**DATA SHOWN:**
§ §

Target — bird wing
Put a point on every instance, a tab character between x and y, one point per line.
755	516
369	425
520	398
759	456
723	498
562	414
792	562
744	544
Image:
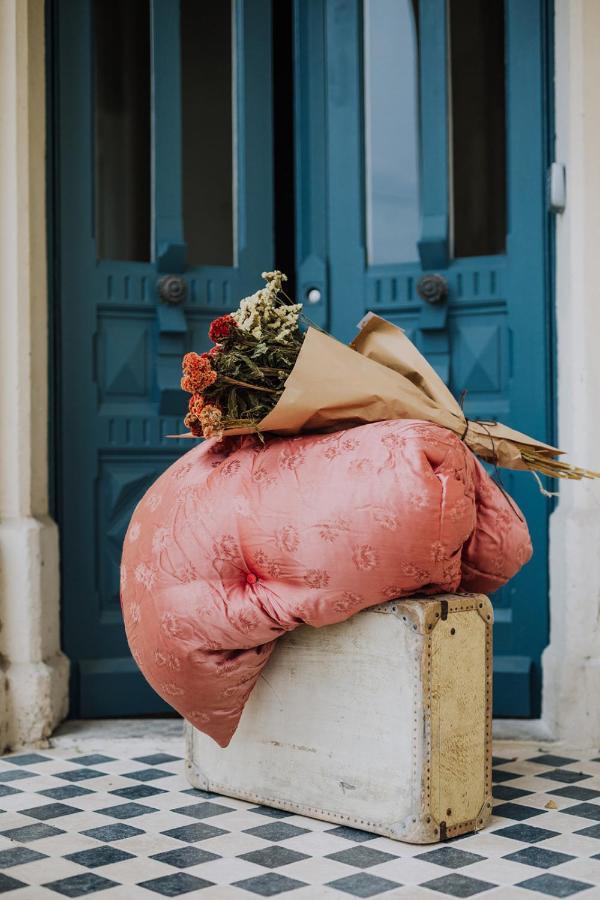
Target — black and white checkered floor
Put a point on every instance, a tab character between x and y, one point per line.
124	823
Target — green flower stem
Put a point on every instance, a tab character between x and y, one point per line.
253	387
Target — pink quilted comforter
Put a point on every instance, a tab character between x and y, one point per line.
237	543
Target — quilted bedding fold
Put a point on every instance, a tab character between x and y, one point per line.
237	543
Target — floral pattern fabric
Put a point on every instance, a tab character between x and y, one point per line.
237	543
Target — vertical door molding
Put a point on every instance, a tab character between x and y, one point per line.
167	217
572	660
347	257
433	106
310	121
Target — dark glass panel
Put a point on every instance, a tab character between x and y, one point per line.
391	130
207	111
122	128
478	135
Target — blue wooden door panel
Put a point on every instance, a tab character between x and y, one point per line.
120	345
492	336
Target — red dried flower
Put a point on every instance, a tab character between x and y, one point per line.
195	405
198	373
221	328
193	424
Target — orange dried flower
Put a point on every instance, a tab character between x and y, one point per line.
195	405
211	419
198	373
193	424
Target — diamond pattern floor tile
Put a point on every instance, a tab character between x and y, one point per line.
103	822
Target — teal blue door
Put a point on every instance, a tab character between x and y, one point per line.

§ §

**ABOUT THIS TASK:** Exactly as written, reproduce all of the entries while dropping the pictures.

**REPLY TO THE TASK:**
Target — bird wing
Put a point on every instance, a tab character between x and y, one point per line.
755	516
369	425
520	398
759	456
723	498
562	414
792	562
744	544
Image:
Target — black and white checkered floor
Put a point on every instance, a tab character between x and y, one point per line.
124	823
Target — green flower stem
Put a point on every instance, a tab character between x and y, one point per line.
253	387
Target — pink quilted comforter
Put a point on every instance, a tab character between x and y, one point per line.
237	543
Target — quilted bedding fold
Put a point on every instance, a tab character between x and y, one point per line.
237	543
Target — floral pattern fabric
Put a point on every instance, a tab character between x and y, one point per line.
237	543
Target — vertical door molding
Put a point on every instance, a tab character between x and y, one point per line.
167	217
572	660
347	257
433	106
310	121
Target — dark glass panel
Put a point on every instance, a tab character between x and y, one point per line.
391	130
207	111
122	128
478	135
Target — blue wooden door panel
Put a point on every instance, a tab character between x and y, one point per line.
120	345
492	336
Target — red dried flower
Put a point on every instance, a tab character between x and y, one point per line.
195	405
198	373
221	328
193	424
Target — orange dried flower
Put a point on every instance, a tab character between x and y, one point per line.
195	405
211	419
198	373
193	424
Target — diamond pattern floor tile
Put a point on every instance, a tab character between x and y, one point per line.
103	822
Target — teal blue door
Put a point on every instance, a tab character between x and y, one point per line.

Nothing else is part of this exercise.